▶ _Task goal_
Copy out every line of the material below that contains the word "parapet".

▶ _Excerpted records_
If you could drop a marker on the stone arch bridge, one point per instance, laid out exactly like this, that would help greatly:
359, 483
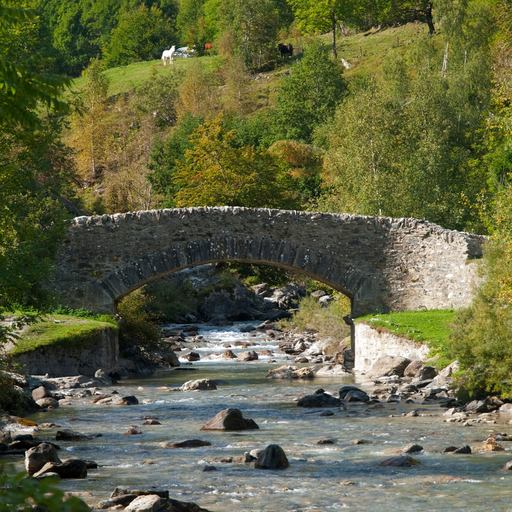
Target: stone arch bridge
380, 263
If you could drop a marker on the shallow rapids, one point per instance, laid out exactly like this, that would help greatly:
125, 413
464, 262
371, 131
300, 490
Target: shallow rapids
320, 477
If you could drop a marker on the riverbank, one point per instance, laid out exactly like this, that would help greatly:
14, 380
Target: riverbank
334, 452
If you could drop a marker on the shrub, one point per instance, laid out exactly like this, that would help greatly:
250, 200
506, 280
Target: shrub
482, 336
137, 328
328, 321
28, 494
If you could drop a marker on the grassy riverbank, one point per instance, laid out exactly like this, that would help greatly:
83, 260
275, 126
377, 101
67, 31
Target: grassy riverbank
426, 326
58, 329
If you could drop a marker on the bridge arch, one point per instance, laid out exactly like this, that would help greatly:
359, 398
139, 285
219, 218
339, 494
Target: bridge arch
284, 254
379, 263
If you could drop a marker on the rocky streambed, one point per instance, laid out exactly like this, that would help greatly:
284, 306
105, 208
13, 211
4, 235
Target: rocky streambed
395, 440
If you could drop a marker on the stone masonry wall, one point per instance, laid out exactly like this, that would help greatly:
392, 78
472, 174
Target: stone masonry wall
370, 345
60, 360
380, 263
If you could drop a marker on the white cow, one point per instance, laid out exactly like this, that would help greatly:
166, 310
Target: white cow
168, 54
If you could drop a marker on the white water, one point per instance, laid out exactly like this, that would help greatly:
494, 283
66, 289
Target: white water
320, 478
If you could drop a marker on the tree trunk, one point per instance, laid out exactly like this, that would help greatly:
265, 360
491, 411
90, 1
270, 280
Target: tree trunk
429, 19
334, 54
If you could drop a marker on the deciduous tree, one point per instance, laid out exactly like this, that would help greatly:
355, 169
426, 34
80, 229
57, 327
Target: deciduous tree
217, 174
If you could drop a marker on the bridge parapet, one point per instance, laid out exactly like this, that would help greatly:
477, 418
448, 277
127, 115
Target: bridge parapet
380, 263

---

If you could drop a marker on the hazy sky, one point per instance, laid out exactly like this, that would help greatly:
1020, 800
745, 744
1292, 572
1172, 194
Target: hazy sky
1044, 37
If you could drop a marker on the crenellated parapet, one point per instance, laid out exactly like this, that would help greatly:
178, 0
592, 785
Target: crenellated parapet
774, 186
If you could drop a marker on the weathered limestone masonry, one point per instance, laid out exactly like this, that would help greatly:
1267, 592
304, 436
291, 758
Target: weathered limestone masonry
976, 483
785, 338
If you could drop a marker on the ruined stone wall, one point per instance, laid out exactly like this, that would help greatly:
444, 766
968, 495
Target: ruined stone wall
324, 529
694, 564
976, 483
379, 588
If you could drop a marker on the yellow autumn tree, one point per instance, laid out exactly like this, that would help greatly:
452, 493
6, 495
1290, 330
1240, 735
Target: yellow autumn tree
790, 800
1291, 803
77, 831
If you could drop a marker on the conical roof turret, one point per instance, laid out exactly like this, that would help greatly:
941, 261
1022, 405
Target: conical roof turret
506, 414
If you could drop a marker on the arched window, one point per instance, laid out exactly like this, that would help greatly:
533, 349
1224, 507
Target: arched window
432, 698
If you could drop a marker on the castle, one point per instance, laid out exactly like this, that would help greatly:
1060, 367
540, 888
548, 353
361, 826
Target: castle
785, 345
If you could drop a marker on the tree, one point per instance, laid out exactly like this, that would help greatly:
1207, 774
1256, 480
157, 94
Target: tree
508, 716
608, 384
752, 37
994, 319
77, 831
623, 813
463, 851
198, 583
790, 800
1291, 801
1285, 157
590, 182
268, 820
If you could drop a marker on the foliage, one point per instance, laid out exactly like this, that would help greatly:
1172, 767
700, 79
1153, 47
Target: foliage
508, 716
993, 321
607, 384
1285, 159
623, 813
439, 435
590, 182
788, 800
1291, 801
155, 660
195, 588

▶ _Solution_
If you could drop a marker on the bridge parapet, one point per instance, laid out exactly like this, that would help greatly:
Target: bridge parapet
If you could drop a marker on the crenellated parapet, one point per instance, laid out exactly like this, that would help greatly:
Target: crenellated parapet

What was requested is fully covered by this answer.